→ **ABOUT THIS TASK**: In the entries below, which lines run from the one with "Target: truck bed" through the one with "Target: silver sedan door handle"? Repeat exactly those, both included, and no pictures.
[Opening RECORDS FOR THE TASK section]
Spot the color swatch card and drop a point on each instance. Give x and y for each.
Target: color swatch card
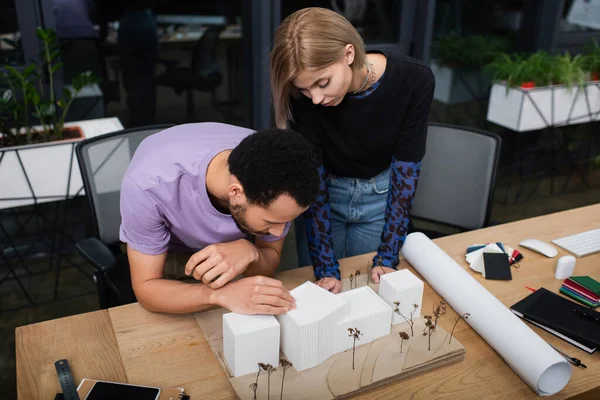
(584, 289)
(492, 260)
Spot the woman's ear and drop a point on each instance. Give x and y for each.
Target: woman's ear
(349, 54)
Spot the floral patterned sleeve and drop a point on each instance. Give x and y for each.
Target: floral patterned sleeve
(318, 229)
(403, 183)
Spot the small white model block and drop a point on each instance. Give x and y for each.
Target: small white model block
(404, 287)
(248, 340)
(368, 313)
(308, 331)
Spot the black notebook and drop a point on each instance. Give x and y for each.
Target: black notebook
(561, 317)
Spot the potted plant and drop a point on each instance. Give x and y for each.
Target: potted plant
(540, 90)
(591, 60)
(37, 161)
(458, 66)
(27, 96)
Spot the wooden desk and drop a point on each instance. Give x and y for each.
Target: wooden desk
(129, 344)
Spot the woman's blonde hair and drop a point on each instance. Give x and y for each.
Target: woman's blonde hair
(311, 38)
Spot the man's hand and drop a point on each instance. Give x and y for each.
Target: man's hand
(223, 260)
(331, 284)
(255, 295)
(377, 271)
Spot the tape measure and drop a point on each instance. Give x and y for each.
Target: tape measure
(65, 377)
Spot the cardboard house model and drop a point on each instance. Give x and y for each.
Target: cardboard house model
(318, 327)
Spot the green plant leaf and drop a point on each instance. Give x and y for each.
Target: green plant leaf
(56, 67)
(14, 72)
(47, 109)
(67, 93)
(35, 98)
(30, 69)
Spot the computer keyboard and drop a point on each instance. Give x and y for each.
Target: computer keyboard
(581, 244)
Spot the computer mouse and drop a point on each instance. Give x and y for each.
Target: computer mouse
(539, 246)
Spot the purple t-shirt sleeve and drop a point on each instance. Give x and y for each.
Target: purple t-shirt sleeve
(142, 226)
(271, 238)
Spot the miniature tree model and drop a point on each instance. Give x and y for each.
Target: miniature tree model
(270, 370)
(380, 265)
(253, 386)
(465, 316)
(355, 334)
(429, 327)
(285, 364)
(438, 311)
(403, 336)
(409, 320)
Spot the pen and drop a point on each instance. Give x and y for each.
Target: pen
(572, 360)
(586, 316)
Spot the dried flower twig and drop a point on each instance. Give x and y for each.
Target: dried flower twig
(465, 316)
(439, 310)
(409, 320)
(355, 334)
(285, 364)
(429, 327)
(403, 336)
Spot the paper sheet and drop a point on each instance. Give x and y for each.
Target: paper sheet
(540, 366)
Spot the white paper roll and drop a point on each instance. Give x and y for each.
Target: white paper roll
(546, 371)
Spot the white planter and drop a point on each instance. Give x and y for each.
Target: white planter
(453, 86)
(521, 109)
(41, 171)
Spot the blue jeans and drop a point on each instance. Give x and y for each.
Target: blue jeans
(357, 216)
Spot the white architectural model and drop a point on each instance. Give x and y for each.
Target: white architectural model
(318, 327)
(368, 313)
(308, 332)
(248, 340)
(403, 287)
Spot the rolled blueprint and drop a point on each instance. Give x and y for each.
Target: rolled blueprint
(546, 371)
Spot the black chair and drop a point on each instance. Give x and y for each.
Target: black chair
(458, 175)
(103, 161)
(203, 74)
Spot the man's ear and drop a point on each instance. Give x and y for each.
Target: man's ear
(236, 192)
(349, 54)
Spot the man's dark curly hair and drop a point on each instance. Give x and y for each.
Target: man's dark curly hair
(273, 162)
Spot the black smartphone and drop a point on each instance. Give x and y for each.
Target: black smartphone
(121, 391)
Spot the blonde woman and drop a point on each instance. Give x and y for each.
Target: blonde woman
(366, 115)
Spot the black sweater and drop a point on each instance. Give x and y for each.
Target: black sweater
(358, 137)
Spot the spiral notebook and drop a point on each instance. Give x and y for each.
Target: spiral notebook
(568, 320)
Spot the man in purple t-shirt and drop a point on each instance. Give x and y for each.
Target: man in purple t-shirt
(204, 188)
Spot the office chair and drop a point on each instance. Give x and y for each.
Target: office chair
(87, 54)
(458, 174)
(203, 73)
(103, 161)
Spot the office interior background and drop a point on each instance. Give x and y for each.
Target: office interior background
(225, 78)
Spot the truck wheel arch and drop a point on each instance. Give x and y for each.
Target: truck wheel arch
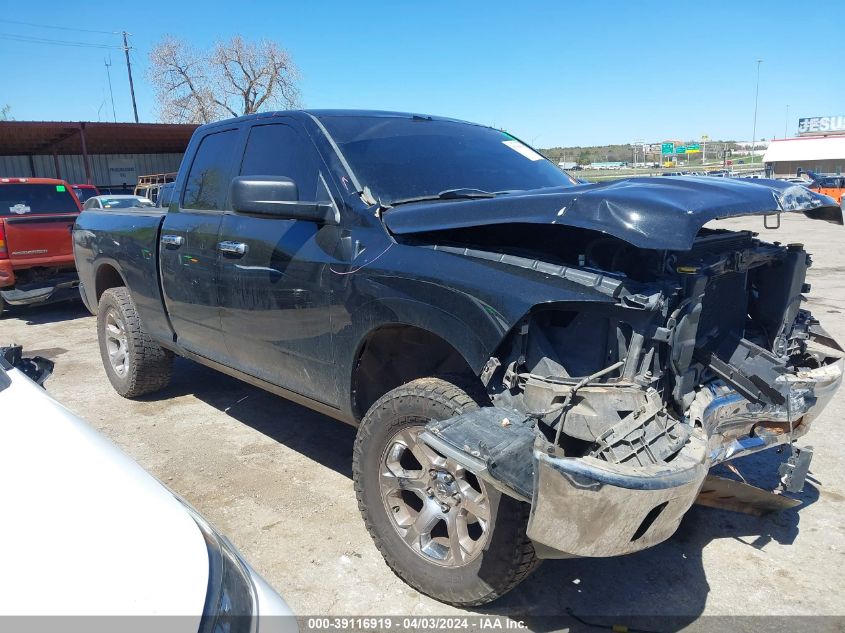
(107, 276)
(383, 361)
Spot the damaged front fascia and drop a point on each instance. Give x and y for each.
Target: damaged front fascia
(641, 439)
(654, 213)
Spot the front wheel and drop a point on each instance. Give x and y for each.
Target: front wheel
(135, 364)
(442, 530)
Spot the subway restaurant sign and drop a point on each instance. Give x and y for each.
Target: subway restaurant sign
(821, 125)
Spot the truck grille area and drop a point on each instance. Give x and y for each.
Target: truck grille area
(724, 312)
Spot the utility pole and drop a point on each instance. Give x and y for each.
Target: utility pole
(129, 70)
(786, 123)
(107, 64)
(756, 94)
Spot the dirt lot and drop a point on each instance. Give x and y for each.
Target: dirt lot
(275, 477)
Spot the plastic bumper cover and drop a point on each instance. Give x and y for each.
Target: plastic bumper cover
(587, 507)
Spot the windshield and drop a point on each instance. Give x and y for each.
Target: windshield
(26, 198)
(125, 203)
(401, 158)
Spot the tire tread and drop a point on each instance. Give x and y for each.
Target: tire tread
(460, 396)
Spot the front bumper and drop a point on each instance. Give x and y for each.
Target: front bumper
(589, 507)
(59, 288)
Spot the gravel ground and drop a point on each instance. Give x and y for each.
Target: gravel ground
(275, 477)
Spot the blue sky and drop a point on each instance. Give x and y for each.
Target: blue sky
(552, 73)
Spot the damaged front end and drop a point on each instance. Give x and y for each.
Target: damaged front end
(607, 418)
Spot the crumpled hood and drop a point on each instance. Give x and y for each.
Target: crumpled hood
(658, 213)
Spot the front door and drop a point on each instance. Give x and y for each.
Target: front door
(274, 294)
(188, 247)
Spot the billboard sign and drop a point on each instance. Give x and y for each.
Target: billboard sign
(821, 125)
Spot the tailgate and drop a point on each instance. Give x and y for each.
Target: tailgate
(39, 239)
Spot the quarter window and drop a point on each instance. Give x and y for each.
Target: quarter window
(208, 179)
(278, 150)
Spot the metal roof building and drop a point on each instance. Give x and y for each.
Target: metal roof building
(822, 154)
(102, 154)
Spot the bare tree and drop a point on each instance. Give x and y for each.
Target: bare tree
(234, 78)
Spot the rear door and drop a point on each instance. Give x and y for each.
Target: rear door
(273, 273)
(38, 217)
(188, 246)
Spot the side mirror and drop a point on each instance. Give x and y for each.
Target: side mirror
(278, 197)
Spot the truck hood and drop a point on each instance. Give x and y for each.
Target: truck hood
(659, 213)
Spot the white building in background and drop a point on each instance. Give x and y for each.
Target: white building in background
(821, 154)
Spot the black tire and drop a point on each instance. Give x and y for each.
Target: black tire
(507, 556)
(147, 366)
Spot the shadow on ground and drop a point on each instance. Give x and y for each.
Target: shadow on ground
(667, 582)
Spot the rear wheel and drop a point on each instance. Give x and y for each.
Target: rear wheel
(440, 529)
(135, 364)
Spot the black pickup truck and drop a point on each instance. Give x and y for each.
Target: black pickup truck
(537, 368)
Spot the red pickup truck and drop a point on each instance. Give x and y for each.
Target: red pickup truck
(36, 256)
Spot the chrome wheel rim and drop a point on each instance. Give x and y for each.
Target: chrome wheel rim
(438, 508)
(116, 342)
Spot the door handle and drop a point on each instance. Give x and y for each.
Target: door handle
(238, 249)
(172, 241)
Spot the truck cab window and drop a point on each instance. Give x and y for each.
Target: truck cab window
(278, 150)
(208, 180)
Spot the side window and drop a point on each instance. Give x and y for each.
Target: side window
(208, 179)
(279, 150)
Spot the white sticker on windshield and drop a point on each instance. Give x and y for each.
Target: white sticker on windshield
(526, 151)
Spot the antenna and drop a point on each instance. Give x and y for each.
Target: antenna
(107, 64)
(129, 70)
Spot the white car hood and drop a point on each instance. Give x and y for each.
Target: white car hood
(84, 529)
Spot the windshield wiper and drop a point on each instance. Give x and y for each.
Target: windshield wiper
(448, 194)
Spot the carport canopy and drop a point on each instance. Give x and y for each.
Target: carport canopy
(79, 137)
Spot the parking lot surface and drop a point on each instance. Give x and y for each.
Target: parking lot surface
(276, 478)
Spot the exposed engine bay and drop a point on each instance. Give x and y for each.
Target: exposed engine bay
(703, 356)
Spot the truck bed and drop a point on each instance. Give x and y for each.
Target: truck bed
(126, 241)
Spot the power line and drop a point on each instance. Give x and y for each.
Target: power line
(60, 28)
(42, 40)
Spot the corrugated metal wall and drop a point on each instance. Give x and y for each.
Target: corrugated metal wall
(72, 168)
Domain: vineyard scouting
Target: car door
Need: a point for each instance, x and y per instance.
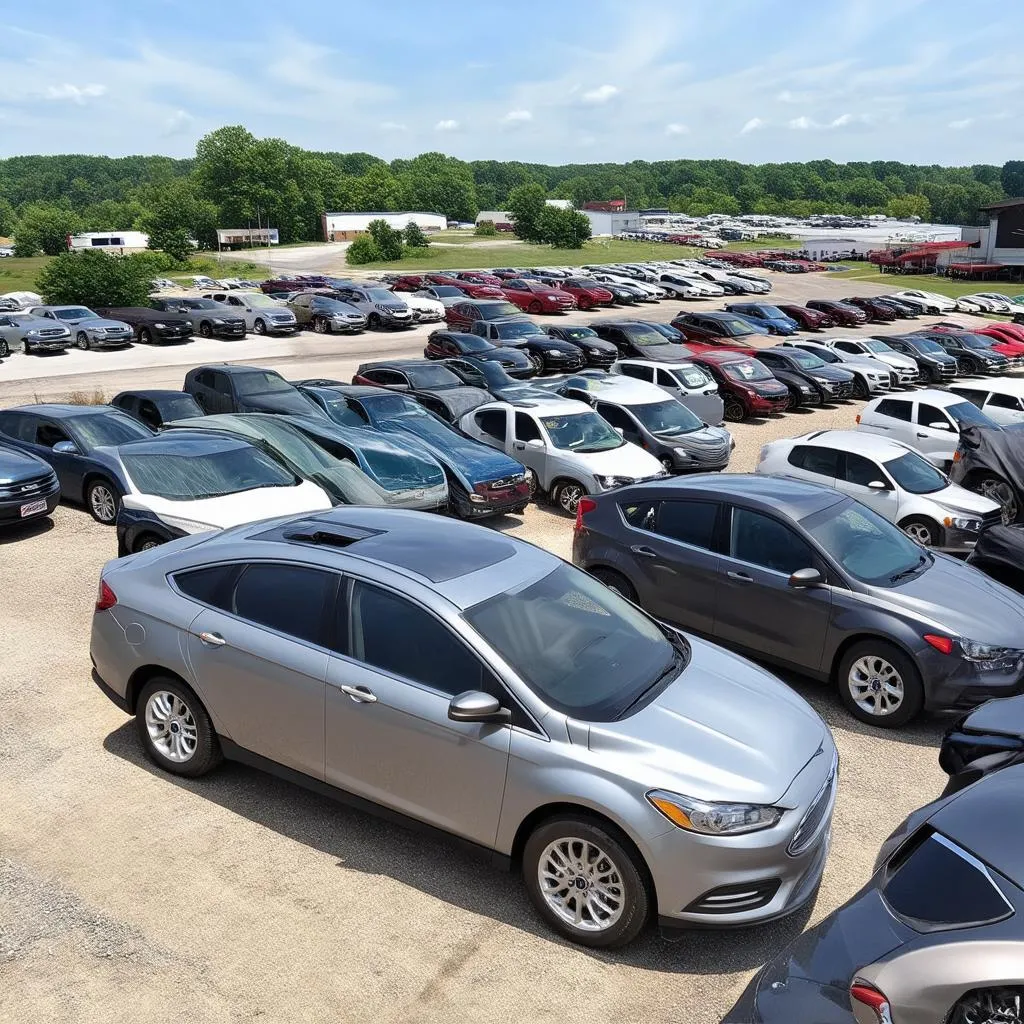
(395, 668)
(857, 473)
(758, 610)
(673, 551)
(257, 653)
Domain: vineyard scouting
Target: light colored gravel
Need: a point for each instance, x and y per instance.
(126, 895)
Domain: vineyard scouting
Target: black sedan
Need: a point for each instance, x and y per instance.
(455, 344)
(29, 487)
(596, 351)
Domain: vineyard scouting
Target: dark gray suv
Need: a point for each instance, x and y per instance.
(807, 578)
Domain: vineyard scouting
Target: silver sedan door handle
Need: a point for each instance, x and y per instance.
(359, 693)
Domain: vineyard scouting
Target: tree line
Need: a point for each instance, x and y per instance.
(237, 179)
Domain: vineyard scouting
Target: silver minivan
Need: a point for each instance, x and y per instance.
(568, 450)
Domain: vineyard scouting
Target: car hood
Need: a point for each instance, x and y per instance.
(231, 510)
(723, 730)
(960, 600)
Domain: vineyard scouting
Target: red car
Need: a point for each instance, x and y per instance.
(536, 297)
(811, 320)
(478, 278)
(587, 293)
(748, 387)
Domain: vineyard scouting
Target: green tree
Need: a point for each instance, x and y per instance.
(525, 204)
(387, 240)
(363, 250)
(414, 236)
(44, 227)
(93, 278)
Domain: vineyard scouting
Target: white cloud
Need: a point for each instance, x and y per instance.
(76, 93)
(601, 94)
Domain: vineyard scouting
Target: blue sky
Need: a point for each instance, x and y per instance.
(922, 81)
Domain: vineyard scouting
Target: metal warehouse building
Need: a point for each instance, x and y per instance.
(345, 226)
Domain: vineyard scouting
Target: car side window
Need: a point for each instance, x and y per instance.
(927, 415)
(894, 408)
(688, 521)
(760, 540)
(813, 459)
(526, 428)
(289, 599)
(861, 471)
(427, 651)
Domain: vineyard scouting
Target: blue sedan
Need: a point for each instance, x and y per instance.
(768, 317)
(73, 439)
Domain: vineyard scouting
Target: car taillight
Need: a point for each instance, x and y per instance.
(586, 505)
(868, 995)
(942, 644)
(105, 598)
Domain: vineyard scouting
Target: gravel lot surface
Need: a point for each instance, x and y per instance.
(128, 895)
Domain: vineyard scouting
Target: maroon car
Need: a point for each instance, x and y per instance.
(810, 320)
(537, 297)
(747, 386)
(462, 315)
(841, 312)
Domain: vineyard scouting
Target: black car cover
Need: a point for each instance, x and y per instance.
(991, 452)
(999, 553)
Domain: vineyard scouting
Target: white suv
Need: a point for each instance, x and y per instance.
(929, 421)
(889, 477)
[Closing RECORDS FOR THE TASK section]
→ **SOLUTION TO THE EXERCISE**:
Target: truck bed
(126, 241)
Spot the power line and drop a point on each instance. Give x and y for each.
Target: power line
(60, 28)
(42, 40)
Spot the corrugated metal wall and drop a point on each instance. Give x and y for each.
Target: corrugated metal wall
(72, 168)
Domain: vineyard scouting
Target: car door
Need: a point for each instance, x and y per instance.
(395, 668)
(857, 473)
(758, 610)
(673, 551)
(257, 653)
Domain: vineyard scouting
Target: light colored gravel
Need: a point for each instance, x and y per instance.
(126, 895)
Domain: vineyard scouting
Target: black sedan
Need: a point for each instance, x and y per instance.
(455, 344)
(29, 487)
(596, 351)
Domain: vineyard scouting
Target: dark gray suv
Need: a point for each instance, x and y per instance.
(807, 578)
Domain: vineyard scouting
Target: silver sedan door handle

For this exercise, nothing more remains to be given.